課題の指示 ->
**a)** LMSについての抜粋のうち、「企業の研修としてeラーニング」で始まり「導入時の注意点を解説します。」まで続く部分を、「企業」を「組織」に差し替えて編集し、示してください。
**b)** LMSについての抜粋を、途切れたところから先へ書き進めてもらえますか？

企業の研修としてeラーニングを検討すると、同時に目にすることが多いLMS。eラーニングと同じものだと誤解されがちですが、この2つの定義には違いがあります。LMSやeラーニングの導入を検討している企業のために、LMSとはなにか、eラーニングとの違い、LMSの機能、活用のメリットや活用事例、近年のトレンド、導入時の注意点を解説します。

LMSとは?

LMSとは、「Learning Management System」の略で、eラーニングなどの実施に必要な学習教材の配信や、人事部門が企画する人材育成プログラムのデータを管理できるシステムです。具体的には、従業員ごとの受講履歴や成績、eラーニングの進捗データなどがその一例です。管理できるデータは、eラーニングに関するものだけではなく、オフラインでの集合研修に関するデータも含まれます。データを統合的に管理することで、効果的な人材育成プログラムの実施を支援するツールといえます。

抽出データ ->
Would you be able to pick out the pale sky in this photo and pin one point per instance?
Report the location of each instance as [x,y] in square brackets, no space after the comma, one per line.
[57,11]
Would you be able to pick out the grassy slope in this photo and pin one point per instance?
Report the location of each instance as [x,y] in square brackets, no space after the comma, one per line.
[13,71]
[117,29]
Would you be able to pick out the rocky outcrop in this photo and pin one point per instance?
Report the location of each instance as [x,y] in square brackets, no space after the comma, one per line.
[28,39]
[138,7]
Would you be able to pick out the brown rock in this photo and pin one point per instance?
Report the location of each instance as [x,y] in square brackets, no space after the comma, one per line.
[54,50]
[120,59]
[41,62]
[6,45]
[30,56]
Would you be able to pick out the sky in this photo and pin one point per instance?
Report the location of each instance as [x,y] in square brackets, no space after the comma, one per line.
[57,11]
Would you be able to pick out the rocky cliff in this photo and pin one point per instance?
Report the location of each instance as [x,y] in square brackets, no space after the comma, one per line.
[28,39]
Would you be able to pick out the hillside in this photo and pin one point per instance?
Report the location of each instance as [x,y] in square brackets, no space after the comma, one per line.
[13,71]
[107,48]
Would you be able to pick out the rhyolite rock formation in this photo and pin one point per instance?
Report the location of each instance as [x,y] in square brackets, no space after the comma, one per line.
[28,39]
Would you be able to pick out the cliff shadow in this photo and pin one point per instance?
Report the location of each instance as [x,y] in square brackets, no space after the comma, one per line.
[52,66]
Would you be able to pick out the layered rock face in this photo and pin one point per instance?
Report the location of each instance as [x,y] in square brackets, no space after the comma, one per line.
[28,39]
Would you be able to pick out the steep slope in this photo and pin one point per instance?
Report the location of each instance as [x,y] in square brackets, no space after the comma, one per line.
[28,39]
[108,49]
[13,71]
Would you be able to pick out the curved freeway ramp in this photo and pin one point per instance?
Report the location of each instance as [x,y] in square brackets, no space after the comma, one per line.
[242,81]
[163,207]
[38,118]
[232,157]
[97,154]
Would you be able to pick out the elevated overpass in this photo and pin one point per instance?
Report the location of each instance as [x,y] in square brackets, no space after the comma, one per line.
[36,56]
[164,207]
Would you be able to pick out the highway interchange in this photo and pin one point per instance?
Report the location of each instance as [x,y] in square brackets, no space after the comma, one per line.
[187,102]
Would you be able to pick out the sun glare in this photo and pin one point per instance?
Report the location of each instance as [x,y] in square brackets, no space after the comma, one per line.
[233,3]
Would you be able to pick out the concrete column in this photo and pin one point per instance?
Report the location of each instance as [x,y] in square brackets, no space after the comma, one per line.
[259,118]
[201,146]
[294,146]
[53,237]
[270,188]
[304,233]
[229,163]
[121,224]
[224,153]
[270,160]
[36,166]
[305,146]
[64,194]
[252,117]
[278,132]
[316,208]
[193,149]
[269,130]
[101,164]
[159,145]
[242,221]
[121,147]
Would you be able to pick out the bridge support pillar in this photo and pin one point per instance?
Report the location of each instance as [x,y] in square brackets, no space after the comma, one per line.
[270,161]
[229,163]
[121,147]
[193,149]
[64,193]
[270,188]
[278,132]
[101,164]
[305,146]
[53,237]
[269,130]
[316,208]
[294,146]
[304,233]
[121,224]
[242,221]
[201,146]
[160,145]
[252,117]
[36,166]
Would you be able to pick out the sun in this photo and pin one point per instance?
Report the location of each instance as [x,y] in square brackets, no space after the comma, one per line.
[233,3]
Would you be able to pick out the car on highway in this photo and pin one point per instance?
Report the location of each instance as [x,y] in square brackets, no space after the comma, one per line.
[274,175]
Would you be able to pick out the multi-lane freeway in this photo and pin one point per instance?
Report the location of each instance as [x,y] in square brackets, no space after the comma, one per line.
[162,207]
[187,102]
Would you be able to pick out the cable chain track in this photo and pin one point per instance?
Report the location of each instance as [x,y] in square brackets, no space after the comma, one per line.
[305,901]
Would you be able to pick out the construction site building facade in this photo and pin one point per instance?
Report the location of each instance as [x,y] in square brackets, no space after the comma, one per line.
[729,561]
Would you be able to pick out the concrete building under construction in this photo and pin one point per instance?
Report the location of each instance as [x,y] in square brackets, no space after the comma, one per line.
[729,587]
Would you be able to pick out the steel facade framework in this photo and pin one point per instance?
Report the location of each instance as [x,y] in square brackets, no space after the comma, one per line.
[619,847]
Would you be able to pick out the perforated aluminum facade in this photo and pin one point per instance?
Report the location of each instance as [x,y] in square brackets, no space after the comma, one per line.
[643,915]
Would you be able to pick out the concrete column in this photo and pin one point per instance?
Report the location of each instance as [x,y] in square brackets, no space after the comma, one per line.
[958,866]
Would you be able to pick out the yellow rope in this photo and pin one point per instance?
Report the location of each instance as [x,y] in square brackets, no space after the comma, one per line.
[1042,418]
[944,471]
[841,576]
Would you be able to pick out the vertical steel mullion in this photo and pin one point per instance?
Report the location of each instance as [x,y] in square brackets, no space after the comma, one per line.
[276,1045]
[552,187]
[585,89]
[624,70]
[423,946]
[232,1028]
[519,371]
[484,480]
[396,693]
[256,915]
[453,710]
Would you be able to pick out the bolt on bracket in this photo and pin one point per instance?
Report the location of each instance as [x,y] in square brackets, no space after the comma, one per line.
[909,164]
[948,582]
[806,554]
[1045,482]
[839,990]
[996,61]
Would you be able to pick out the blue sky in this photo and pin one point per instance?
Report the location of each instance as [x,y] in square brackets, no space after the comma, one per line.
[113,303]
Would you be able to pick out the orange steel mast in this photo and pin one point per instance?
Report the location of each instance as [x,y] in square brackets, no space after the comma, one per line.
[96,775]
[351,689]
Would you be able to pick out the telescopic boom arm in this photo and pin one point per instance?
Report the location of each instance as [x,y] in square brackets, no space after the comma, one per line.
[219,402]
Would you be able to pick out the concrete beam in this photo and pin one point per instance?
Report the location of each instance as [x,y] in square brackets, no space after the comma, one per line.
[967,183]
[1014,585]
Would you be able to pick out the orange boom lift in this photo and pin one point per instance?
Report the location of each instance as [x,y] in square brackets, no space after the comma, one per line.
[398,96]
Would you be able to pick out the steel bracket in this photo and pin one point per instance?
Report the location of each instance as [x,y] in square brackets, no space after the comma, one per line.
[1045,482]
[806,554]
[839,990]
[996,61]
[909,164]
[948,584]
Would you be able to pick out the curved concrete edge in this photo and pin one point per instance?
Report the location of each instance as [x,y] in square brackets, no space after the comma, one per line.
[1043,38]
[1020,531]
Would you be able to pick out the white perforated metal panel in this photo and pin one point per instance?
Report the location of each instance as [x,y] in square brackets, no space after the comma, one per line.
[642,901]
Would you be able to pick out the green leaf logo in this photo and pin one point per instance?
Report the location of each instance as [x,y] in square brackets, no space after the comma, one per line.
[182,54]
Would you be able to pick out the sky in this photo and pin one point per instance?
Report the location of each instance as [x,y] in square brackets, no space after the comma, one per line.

課題別の解答 ->
**a)**
組織の研修としてeラーニングを検討すると、同時に目にすることが多いLMS。eラーニングと同じものだと誤解されがちですが、この2つの定義には違いがあります。LMSやeラーニングの導入を検討している組織のために、LMSとはなにか、eラーニングとの違い、LMSの機能、活用のメリットや活用事例、近年のトレンド、導入時の注意点を解説します。

**b)**
日本語では一般に「学習管理システム」と呼ばれますが、研修管理システム、教育管理システムなど、提供する企業によっても名称が異なります。

LMSの導入が進む背景

もともと企業研修は対面でおこなう集合型が中心でしたが、1990年代頃からCDやDVD教材が登場し、時間や場所の制約が少なくなりました。
2000年頃にはeラーニング(インターネットを通じた学習)が普及し、学習の自由度がさらに高まりました。

しかし、学習内容を指示するだけでは、受講率も低く、実際の学習効果も把握できないという問題も浮上し、管理も難しかったため、集合研修を継続している企業が多くありました。

こうした背景を受け、学習状況の可視化や一元管理を可能にする「LMS」が登場しました。
近年では、リモートワークやDX推進により、柔軟かつ効率的な教育体制の構築が求められるようになっていることも、LMSの導入を加速させている背景といえます。

LMSの種類

LMSの種類は、システムの導入方法の観点から、下記の2つがあります。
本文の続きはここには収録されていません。